• EXERCISE BRIEF: Pick out every line in the entries below that contains the string "violet", and copy each one in full. Matching is case-sensitive.

• ENTRIES SUPPLIED:
+++++

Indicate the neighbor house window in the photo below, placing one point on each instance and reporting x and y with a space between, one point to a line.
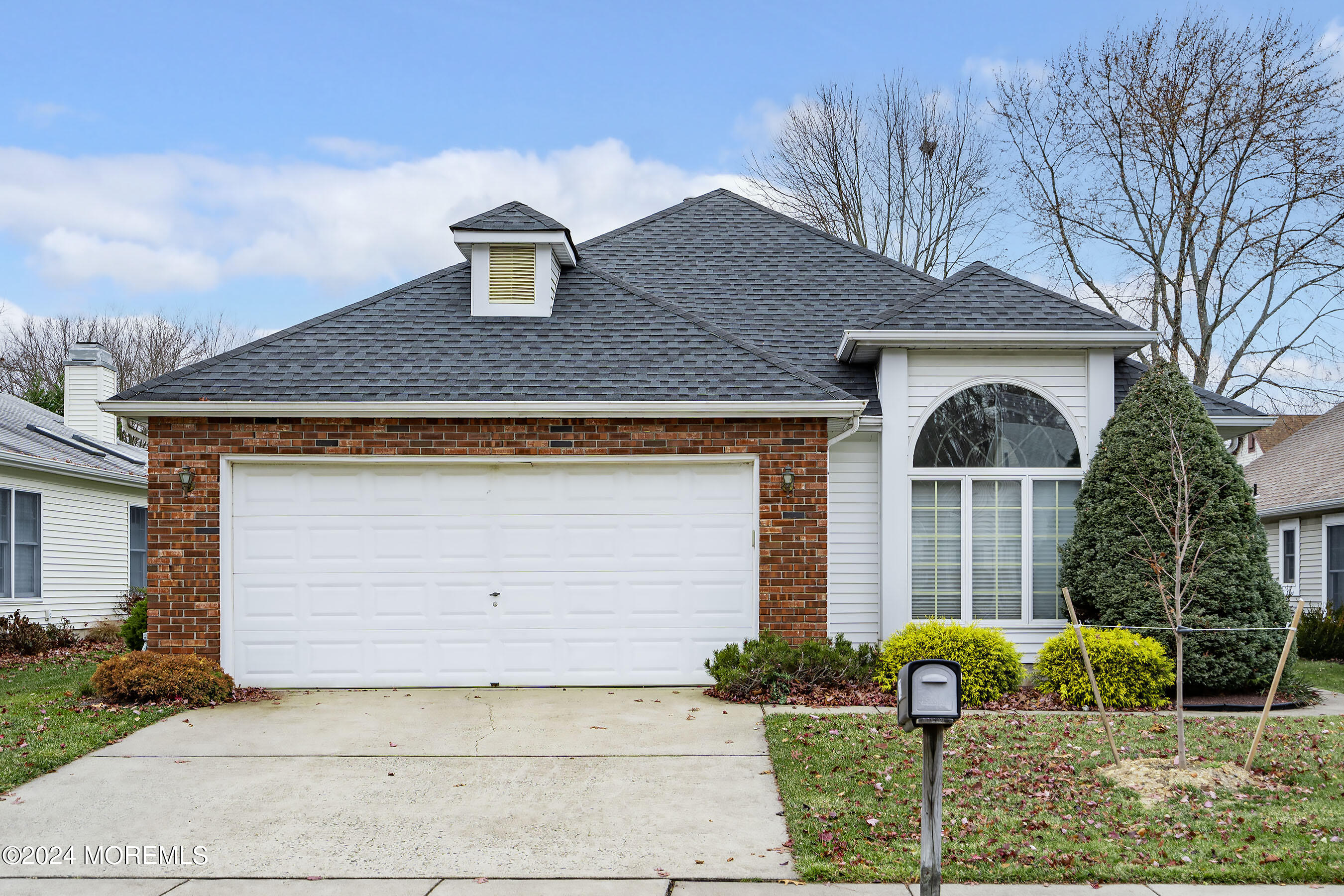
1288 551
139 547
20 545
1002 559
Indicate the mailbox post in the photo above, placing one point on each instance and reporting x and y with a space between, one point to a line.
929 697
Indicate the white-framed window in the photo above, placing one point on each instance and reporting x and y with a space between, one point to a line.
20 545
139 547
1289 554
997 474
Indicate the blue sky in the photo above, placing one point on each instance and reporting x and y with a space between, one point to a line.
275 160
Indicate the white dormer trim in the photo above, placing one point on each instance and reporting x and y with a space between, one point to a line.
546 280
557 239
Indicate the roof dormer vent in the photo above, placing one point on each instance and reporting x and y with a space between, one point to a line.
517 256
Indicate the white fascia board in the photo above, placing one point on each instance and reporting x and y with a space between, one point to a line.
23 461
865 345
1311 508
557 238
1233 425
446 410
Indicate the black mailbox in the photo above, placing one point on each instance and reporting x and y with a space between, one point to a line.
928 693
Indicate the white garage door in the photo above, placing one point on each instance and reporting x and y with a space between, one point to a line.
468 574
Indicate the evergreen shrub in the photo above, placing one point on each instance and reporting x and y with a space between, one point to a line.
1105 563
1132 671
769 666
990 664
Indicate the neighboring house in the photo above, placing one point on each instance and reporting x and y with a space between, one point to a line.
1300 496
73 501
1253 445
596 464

+++++

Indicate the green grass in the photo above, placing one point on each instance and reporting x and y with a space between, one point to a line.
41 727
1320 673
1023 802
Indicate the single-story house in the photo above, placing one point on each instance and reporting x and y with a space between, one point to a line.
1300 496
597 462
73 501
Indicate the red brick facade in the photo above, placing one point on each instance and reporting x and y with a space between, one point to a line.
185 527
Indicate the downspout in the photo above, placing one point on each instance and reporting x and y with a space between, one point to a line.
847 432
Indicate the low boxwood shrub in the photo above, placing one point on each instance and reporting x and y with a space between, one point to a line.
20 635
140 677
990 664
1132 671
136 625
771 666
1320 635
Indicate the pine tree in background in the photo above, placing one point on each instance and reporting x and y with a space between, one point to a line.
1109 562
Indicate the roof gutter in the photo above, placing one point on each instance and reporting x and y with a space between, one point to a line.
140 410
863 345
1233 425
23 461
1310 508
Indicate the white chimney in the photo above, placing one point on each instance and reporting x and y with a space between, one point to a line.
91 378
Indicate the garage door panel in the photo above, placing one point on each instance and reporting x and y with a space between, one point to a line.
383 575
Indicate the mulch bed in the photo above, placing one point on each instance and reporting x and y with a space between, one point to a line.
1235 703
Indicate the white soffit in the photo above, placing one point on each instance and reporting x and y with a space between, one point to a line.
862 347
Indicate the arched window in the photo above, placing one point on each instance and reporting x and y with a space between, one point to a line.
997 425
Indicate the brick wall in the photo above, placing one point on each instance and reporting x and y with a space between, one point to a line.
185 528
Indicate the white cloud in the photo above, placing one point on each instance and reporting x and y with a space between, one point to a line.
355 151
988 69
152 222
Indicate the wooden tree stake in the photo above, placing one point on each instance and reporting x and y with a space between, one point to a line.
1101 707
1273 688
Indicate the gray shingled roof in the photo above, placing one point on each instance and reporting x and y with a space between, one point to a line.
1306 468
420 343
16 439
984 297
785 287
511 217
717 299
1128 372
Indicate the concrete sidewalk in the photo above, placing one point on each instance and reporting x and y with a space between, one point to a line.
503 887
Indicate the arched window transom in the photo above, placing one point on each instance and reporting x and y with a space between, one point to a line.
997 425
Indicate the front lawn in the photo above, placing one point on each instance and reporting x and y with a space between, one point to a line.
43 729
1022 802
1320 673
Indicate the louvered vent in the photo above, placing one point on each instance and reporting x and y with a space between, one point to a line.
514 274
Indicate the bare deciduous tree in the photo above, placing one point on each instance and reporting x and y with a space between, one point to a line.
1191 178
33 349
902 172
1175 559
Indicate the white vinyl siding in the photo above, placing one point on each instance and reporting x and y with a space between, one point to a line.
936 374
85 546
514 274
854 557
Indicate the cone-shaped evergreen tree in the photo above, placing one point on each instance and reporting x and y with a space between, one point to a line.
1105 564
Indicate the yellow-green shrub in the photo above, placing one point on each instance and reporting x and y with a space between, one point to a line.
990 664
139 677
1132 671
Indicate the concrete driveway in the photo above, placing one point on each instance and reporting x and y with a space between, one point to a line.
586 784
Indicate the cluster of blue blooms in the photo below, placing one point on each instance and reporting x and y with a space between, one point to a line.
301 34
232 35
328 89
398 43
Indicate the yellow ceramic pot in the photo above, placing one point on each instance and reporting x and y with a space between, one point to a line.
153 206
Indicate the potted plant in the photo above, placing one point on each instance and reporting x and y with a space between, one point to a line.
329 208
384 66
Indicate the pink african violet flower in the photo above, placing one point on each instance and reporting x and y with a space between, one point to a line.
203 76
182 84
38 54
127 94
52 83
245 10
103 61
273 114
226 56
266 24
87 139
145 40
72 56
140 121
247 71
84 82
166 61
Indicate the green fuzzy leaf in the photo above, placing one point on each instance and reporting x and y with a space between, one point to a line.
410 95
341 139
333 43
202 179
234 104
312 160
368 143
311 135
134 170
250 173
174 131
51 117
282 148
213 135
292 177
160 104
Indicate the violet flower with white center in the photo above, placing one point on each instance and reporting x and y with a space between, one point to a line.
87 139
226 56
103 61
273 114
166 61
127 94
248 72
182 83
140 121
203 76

+++++

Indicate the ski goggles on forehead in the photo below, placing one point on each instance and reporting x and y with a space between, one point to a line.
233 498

+++++

• EXERCISE ANSWER:
Indicate the pink african violet flower in the photo above, placing one point on each instance and reporting x and y with a space between, one point to a line.
Indicate the violet flower with white center in the photo above, placing one point on each instance and reporting x and y with a space between, one point to a line.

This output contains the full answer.